__WHAT YOU NEED TO DO__: Give the lines again exactly, from the one holding "of the tall" to the last line of the listing below, both ends included and nothing added.

__ENTRIES PROVIDED__:
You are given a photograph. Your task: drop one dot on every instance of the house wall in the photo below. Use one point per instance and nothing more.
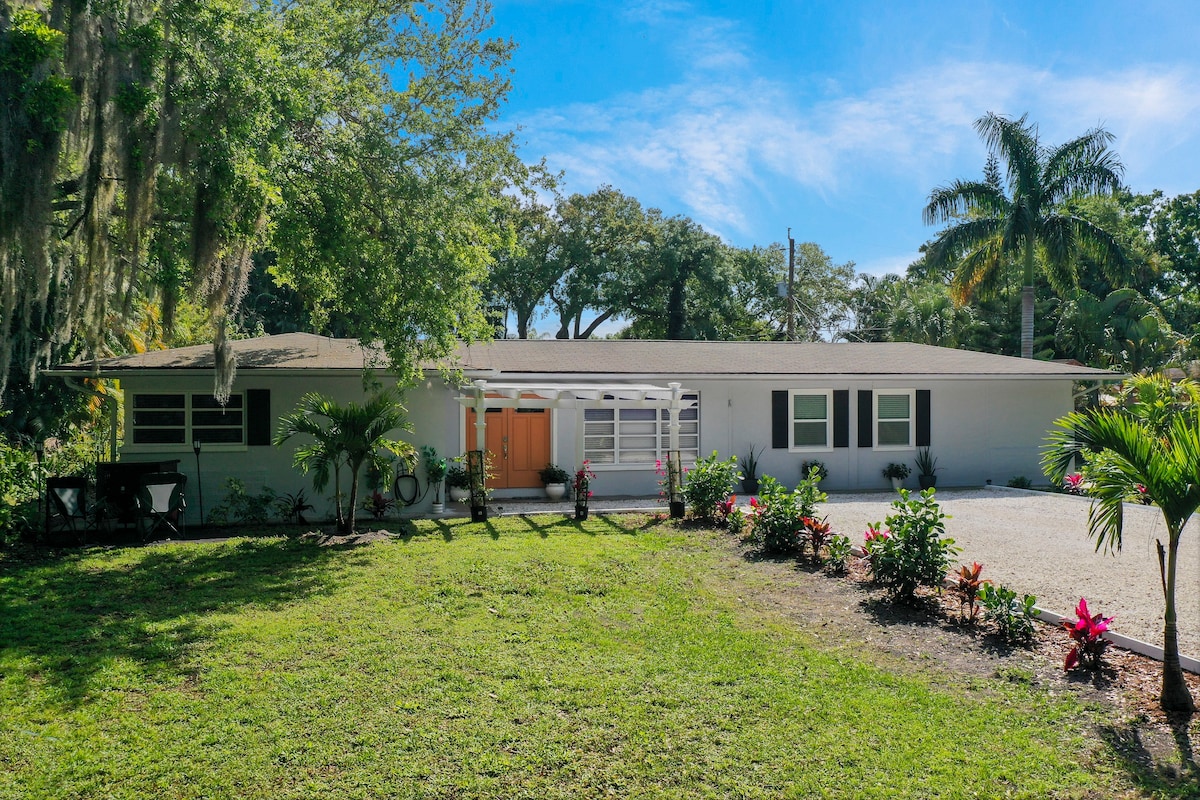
(981, 431)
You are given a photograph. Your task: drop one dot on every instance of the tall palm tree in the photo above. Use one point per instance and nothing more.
(348, 435)
(1025, 222)
(1153, 447)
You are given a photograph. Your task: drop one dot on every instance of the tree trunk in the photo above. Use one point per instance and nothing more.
(1026, 322)
(1175, 696)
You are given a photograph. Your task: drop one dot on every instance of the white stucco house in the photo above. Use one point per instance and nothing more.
(853, 407)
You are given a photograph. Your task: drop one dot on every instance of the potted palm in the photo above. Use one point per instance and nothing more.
(555, 479)
(459, 483)
(436, 471)
(927, 469)
(897, 473)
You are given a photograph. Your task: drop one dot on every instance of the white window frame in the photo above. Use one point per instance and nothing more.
(189, 426)
(911, 420)
(661, 435)
(791, 420)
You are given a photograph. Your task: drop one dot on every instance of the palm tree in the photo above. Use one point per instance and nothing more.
(1000, 227)
(346, 435)
(1155, 447)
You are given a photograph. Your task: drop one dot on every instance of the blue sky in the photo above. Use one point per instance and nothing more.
(837, 119)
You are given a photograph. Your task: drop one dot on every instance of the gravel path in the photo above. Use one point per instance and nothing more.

__RESPONSE TO THE TASK__:
You are given a photograph. Your task: drop one dot on every instance of the tall palm tree in the photo above. Use one point per instance and nothing more.
(348, 435)
(1025, 222)
(1153, 447)
You are given a photograph. Your task: drop one dot on every instance of the tree trunk in the photo above. Use one point per instance and nothing more.
(1026, 322)
(1175, 696)
You are given a photograph. Your task: drop one dot on every instance of the white stucco house in the photo above. Use one point per instance and nothing more.
(853, 407)
You are given a photograph. Your task: drop one dot on every instance of the potted palm in the photo above. Use one point per instance and nothing more.
(555, 479)
(459, 483)
(436, 471)
(927, 469)
(897, 473)
You are given a photograph. Your task: drop one dot on every instance of the white window frame in the photo above. Use one point per instance and nothing more.
(189, 426)
(911, 420)
(661, 435)
(791, 420)
You are given a photograph. Your task: drop one dot on every instance of the palm tree in the photo above. Use one point per instance and nothing more.
(1000, 227)
(346, 435)
(1155, 447)
You are given a photograph. Your task: drop one dot on every instance of the blue sky in the photo above. Use one point per instance and nothing more.
(837, 119)
You are given a photograph. Your task: drop one dot on every instance of the gravel path in the photo above. Use one point per instance and nothing more.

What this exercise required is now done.